> [TEXT EXCERPT]:

|---|

Fit emission lines

threadcount.procedures.fit_lines.run()

This procedure will (if not already run separately) run the procedure to Open and de-redshift a spectral cube. A smoothing kernel is generated to spatially smooth the image. We use lmfit to fit specified functions to specified emission lines in each spaxel. Options are available to choose between multiple fit functions for a given line, interactively if desired, as well as for Monte Carlo iterations for a fit, and by that I mean the line data is varied by a random amount determined by the variance, and the fit is re-run, and the results of this operation are combined.

The results of this script are .txt and .pdf output files containing the fit results.

The Variables in the threadcount.lines module shows the predefined wavelengths and Line instances. The variables beginning with “L_” are the Line objects used in the settings for the fit_lines procedure. See threadcount.lines.Line for an example to define your own.

Settings

The settings required are those from Open and de-redshift a spectral cube, as well as more. The new settings required, and their defaults (note this documentation is not automatically generated so the required settings or defaults may change with the rapidly changing code), is:

import threadcount as tc
default_settings = {
    "setup_parameters": False,
    "monitor_pixels": [],
    "output_filename": "example_output",
    "save_plots": False,
    "region_averaging_radius": 1.5,
    "instrument_dispersion": 0.8,
    "lmfit_kwargs": {"method": "least_squares"},
    "snr_lower_limit": 10,
    "lines": [tc.lines.L_OIII5007],
    "models": [[tc.models.Const_1GaussModel()]],
    "d_aic": -150,
    "interactively_choose_fits": False,
    "always_manually_choose": [],
    "mc_snr": 25,
    "mc_n_iterations": 20,
}

Here are explanations of each of the settings.

  • setup_parameters: True or False. If True, only the monitor_pixels will be fit.

|---|

> [DATA LINES]:
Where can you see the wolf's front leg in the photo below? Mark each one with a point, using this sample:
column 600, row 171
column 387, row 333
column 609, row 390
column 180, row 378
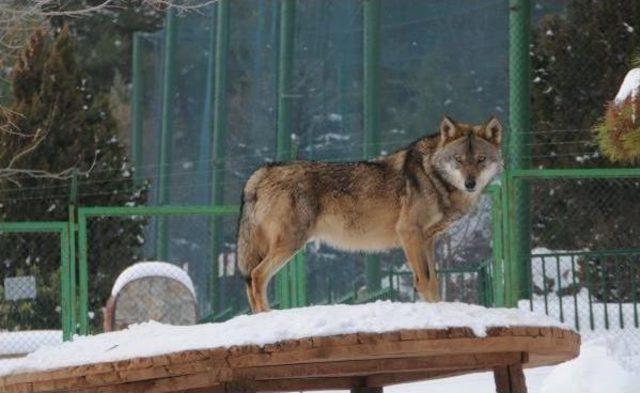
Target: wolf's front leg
column 424, row 277
column 429, row 246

|---|

> [SHORT TASK]:
Can you reproduce the passage of the fit_lines documentation starting with "The Variables in" and going on through "define your own.", word for word? Work only from the documentation text on fitting emission lines, not from the listing.

> [FINISHED TASK]:
The Variables in the threadcount.lines module shows the predefined wavelengths and Line instances. The variables beginning with “L_” are the Line objects used in the settings for the fit_lines procedure. See threadcount.lines.Line for an example to define your own.